— Start INPUT ROWS —

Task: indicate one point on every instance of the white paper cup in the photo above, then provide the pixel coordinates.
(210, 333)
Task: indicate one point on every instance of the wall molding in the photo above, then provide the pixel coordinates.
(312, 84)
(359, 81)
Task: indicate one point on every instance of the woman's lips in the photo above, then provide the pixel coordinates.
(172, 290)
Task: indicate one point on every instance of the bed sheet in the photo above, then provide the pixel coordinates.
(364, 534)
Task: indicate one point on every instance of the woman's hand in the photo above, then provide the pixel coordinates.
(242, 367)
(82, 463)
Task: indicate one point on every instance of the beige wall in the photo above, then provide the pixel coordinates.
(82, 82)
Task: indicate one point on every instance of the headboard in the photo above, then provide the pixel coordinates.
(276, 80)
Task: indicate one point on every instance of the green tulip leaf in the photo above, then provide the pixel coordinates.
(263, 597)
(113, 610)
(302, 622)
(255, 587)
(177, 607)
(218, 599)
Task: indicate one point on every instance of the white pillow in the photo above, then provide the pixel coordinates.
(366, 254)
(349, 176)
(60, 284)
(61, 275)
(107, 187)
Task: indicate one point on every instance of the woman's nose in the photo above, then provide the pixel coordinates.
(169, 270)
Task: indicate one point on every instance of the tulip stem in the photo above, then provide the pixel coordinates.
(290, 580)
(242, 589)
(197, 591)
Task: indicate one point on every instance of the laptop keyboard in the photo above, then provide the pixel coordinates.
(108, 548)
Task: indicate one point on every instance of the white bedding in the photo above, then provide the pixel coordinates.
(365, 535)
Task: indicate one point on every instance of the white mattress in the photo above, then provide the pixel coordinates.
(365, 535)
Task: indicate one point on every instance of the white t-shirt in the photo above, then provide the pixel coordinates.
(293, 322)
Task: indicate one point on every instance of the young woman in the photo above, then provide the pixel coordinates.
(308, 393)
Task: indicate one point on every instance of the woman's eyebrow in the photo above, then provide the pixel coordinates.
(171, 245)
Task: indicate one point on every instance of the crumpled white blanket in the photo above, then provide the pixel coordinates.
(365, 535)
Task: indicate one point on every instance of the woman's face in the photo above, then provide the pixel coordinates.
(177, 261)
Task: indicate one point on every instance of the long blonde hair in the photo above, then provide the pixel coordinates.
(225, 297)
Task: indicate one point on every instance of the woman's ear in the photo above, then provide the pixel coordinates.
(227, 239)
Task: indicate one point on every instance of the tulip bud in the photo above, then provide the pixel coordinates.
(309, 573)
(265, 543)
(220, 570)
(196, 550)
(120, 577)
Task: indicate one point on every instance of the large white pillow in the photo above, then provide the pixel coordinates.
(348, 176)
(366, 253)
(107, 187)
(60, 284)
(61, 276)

— End INPUT ROWS —
— Start INPUT ROWS —

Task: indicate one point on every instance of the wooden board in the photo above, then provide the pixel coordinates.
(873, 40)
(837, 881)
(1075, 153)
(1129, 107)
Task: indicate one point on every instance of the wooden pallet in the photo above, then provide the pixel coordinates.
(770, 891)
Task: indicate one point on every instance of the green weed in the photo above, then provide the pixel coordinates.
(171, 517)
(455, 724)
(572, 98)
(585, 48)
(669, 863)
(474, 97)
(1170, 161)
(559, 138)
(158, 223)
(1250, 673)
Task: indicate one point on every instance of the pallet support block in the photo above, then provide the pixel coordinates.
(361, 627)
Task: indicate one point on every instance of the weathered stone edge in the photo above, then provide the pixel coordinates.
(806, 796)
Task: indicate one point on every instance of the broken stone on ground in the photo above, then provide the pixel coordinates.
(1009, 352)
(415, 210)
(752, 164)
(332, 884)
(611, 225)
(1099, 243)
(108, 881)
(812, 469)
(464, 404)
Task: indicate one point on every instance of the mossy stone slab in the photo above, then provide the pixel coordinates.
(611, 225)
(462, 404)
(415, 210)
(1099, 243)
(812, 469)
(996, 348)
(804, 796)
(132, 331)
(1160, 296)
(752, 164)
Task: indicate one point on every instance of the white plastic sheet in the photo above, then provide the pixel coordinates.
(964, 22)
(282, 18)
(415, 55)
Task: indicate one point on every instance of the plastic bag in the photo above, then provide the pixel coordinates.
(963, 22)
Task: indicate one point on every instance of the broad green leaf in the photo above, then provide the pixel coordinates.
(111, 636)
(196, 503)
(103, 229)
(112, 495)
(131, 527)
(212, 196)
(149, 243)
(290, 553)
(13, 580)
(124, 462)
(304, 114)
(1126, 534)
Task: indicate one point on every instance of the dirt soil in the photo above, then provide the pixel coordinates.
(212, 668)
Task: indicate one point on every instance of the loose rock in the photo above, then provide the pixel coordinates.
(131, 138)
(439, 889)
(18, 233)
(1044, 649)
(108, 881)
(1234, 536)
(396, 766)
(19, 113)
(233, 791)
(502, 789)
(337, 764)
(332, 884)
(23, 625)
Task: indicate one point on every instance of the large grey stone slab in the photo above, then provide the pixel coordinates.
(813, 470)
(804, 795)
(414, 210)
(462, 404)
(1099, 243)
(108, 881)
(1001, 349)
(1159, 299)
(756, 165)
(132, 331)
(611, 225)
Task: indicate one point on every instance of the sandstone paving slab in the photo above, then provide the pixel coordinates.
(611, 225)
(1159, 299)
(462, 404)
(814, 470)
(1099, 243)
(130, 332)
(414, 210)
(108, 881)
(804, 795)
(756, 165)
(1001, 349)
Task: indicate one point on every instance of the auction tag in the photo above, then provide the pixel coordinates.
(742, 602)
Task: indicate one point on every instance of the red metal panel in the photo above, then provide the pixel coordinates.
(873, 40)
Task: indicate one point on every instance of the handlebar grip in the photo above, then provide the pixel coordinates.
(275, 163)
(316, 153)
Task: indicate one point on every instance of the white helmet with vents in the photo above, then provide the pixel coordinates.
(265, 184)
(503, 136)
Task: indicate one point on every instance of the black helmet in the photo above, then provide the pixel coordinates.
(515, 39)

— End INPUT ROWS —
— Start INPUT ROWS —

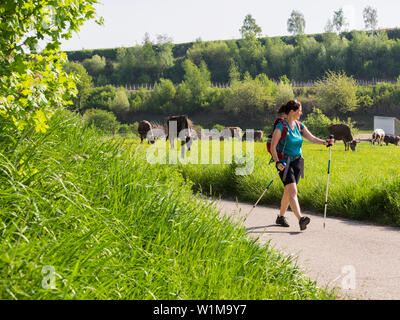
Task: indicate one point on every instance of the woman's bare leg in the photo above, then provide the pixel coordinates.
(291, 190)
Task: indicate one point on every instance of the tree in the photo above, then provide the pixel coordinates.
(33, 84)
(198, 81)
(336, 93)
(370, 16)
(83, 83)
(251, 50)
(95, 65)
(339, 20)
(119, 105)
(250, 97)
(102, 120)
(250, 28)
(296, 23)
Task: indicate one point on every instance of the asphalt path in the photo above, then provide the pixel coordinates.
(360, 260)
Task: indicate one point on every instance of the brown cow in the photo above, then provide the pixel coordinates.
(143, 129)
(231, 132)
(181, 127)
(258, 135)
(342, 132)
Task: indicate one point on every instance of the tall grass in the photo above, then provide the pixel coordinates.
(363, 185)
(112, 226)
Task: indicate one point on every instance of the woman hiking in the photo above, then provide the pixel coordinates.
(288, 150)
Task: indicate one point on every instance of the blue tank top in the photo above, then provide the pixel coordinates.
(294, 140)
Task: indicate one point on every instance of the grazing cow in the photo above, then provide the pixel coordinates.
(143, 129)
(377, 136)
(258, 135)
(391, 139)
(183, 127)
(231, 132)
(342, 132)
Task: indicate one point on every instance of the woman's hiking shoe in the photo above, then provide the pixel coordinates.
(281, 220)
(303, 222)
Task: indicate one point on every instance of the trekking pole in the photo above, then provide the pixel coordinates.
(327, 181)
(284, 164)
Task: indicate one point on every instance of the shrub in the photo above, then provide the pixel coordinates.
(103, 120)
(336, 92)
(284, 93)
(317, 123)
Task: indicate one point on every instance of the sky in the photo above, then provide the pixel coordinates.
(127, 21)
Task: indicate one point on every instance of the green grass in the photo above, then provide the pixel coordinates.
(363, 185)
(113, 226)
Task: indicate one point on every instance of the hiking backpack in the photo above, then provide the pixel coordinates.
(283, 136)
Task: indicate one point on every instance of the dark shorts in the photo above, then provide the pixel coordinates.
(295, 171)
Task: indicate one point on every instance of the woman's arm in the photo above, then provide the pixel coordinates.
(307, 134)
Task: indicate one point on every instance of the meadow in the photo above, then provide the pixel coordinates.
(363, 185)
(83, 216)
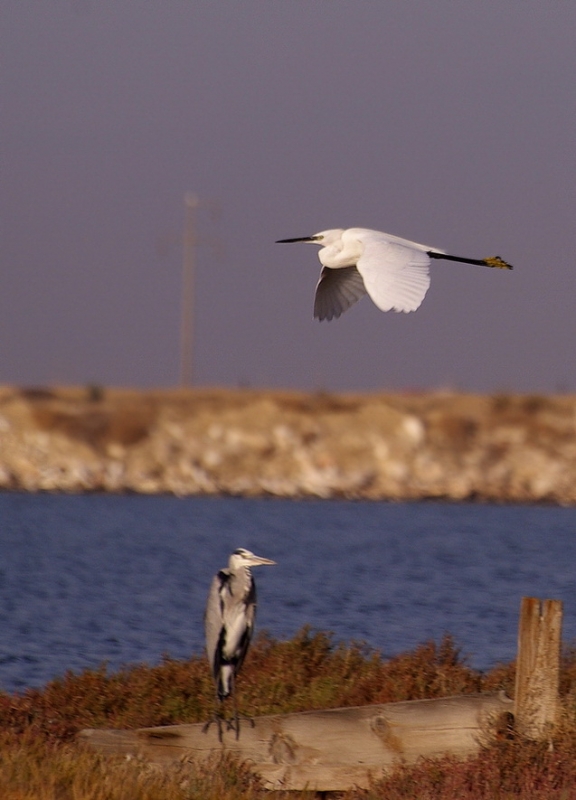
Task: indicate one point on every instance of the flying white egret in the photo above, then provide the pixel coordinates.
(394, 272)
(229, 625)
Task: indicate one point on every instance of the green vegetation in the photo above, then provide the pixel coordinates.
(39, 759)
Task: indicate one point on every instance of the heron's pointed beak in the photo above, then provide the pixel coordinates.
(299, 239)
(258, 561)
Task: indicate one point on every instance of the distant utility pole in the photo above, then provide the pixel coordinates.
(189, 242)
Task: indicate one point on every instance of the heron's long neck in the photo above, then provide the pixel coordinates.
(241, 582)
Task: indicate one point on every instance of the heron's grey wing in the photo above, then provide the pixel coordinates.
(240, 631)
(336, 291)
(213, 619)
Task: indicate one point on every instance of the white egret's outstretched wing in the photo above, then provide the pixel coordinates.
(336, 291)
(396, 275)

— End INPUT ROWS —

## GOAL
Copy out again, word for word, the part of the material that opens with the line containing "Task: indicate one point on every instance of the broken" and closes with the line containing "(1126, 534)", including both of those lines.

## OUTPUT
Task: indicate one point on every instance of the broken stone on ground in the photo above, then provide the pixel coordinates.
(1009, 352)
(415, 210)
(752, 164)
(332, 884)
(611, 225)
(1099, 243)
(108, 881)
(812, 469)
(464, 404)
Task: indicate one point on every instance of the mossy stone slab in the photo above, then provide the pixel coordinates.
(611, 225)
(462, 404)
(415, 210)
(1099, 243)
(812, 469)
(996, 348)
(804, 796)
(132, 331)
(1160, 296)
(752, 164)
Task: indicate one point on every instance of the white plastic sheet in the photo above, then provide the pixel coordinates.
(964, 22)
(282, 18)
(415, 55)
Task: indicate one point on every instance of the plastic bag in the photo above, then provide the pixel coordinates.
(963, 22)
Task: indicate one point on every instance of the broad green leaf in the photo above, then provide the pixel coordinates.
(111, 636)
(196, 503)
(103, 229)
(112, 495)
(131, 527)
(212, 196)
(149, 243)
(290, 553)
(13, 580)
(124, 462)
(304, 114)
(1126, 534)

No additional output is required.